### The data

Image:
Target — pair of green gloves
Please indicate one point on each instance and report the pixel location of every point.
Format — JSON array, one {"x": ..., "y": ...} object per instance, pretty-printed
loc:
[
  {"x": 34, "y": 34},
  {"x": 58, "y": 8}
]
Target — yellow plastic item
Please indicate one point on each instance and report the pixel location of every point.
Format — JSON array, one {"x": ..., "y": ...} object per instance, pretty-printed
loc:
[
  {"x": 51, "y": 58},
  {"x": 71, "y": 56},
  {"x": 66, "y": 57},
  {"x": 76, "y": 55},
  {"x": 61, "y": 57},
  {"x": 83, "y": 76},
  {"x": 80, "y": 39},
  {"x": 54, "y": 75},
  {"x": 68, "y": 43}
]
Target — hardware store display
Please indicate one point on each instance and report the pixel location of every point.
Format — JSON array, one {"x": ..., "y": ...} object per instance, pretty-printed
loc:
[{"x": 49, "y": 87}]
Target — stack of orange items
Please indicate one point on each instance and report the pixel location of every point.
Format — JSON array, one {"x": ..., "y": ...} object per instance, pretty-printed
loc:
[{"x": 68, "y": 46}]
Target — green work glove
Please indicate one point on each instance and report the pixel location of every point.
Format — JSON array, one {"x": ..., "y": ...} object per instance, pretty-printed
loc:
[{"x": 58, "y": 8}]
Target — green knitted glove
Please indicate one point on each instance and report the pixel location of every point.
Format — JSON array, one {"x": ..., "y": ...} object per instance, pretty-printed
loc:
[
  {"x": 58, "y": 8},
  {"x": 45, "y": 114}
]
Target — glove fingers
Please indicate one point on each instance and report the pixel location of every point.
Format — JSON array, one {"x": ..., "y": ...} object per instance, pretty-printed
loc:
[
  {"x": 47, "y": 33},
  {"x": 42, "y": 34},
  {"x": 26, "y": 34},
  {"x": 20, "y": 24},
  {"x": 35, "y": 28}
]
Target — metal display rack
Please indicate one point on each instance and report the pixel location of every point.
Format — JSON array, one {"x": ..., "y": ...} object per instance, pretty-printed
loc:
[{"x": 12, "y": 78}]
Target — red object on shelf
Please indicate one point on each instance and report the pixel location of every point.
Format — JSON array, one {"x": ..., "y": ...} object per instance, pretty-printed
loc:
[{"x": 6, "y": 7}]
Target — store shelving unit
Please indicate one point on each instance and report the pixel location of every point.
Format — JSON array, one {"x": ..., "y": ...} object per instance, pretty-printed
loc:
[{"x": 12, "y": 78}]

######

▶ [Problem to work on]:
Could you repeat all the lines above, changing every "Target" to "Object" and leaving everything else unchanged?

▶ [Reply]:
Image:
Object — pair of green gloves
Please indicate one point on each instance and report the pixel location of every point.
Format — JSON array, one {"x": ..., "y": ...} object per instance, pretty-printed
loc:
[
  {"x": 34, "y": 34},
  {"x": 58, "y": 8}
]
Object — yellow plastic item
Please indicate one point on each instance and report the pixel location of every point.
Format — JSON array, one {"x": ..., "y": ...} object per instance, pretty-printed
loc:
[
  {"x": 51, "y": 58},
  {"x": 71, "y": 56},
  {"x": 66, "y": 57},
  {"x": 76, "y": 55},
  {"x": 61, "y": 57},
  {"x": 83, "y": 76},
  {"x": 80, "y": 39},
  {"x": 54, "y": 75},
  {"x": 68, "y": 43}
]
Object — hardware store display
Please indicate one point on each instance and report the pixel location of every point.
Format — JSON array, one {"x": ..., "y": ...} object per instance, pretty-printed
loc:
[{"x": 49, "y": 87}]
Object — stack of orange items
Please indicate one point on each instance and report the pixel location of every point.
Format — JSON array, one {"x": ..., "y": ...} object per instance, pretty-printed
loc:
[{"x": 68, "y": 46}]
Object — green work glove
Please indicate one point on each instance and report the pixel location of every point.
Format — JSON array, one {"x": ..., "y": ...} object per instance, pretty-printed
loc:
[{"x": 58, "y": 8}]
Object — green knitted glove
Please indicate one point on each instance and report the pixel location of every point.
Format — JSON array, one {"x": ..., "y": ...} object per instance, pretty-printed
loc:
[
  {"x": 58, "y": 8},
  {"x": 45, "y": 114}
]
Object — glove fingers
Please indicate one point on each instance and report the pixel location of every point.
Format — JSON array, one {"x": ..., "y": ...} object per instance, pretty-printed
loc:
[
  {"x": 47, "y": 33},
  {"x": 42, "y": 34},
  {"x": 26, "y": 34},
  {"x": 20, "y": 24},
  {"x": 35, "y": 28}
]
Object — metal display rack
Please indicate one point on each instance and report the pixel location of every point.
Format — JSON array, one {"x": ..., "y": ...} object per instance, pretty-printed
loc:
[{"x": 12, "y": 78}]
Object — red object on shelf
Please indicate one point on each instance and report the pixel location of every point.
Format — JSON array, one {"x": ..., "y": ...} object per instance, pretty-printed
loc:
[{"x": 6, "y": 7}]
Object — store shelving unit
Please indicate one point on each instance and report the pixel location of every point.
Format — JSON array, one {"x": ..., "y": ...} object per instance, pretty-printed
loc:
[{"x": 12, "y": 78}]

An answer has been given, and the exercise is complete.